Lo único estable y seguro en la vida de Pedro M. Ocaña es su inestabilidad emocional, su desapego laboral y su cuestionamiento diario y cortante sobre el devenir absurdo y repetitivo. Este hombre cuarentón, con la infancia perdida en Jaén, con el cuello sujeto a un collarín que le recuerda que la vida puede acabar de improviso en un accidente, es el personaje principal de La multitud silenciosa (Madrid: Patrañas Ediciones, 2009), del escritor español Francisco Ruiz Carrasco. Novela dividida en las estaciones del año y narrada en la voz de Pedro M., desde su humor negro, desde el vacío que le rompe los cojones existenciales y bajo la mirada emponzoñada de quien se ríe de las convenciones del hombre y de sus derrotas cotidianas.
Cónsono con los golpes de los que hablaba César Vallejo en “Los heraldos negros”, Pedro M. comienza a narrar desde una primavera precaria y oscura:
Hay días en que dios se olvida de mirar, o tu destino se tuerce con lentitud, como un regaliz en verano. Son momentos en que dudas incluso de la carnalidad de tu cuerpo, de tu presencia física, y llegas a no sentir absolutamente nada, ni dolor ni frío ni miedo ni asco, no sientes, no eres, no vales o no pesas (…) Hay días en que dios mira para otro lado (pág. 6).
En adelante, y a lo largo de toda la novela, el protagonista de La multitud silenciosa transitará con ese desgarramiento pesimista que le irrita la vida y le enturbia las relaciones amorosas, familiares y sociales. Pedro M. mantiene una fría y conflictiva relación con Alenka, su ex mujer y madre de su hijo Pablo. Un pequeño que debe lidiar con la ineptitud de dos adultos incapaces de comunicarse y de entenderse.

*Datos disponibles*.
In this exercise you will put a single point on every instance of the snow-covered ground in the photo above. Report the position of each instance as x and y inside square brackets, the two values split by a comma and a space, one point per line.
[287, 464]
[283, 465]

*Instrucciones de trabajo*.
A – Indica si cada afirmación concuerda con el fragmento sobre La multitud silenciosa y responde sí o no, con las palabras decisivas del fragmento citadas textualmente: (i) la novela se publicó en 2009; (ii) la novela está narrada en tercera persona; (iii) Alenka es la ex mujer de Pedro M.
B – Reproduce el pasaje del fragmento comprendido entre "Cónsono con los" y "lado (pág. 6).", ambos incluidos, sustituyendo "regaliz" por "caramelo".
El material no guarda relación con el fragmento.

*Resultados por tarea*.
A –
(i) Sí: "(Madrid: Patrañas Ediciones, 2009)".
(ii) No: "narrada en la voz de Pedro M.".
(iii) Sí: "Alenka, su ex mujer y madre de su hijo Pablo".

B –
Cónsono con los golpes de los que hablaba César Vallejo en “Los heraldos negros”, Pedro M. comienza a narrar desde una primavera precaria y oscura:
Hay días en que dios se olvida de mirar, o tu destino se tuerce con lentitud, como un caramelo en verano. Son momentos en que dudas incluso de la carnalidad de tu cuerpo, de tu presencia física, y llegas a no sentir absolutamente nada, ni dolor ni frío ni miedo ni asco, no sientes, no eres, no vales o no pesas (…) Hay días en que dios mira para otro lado (pág. 6).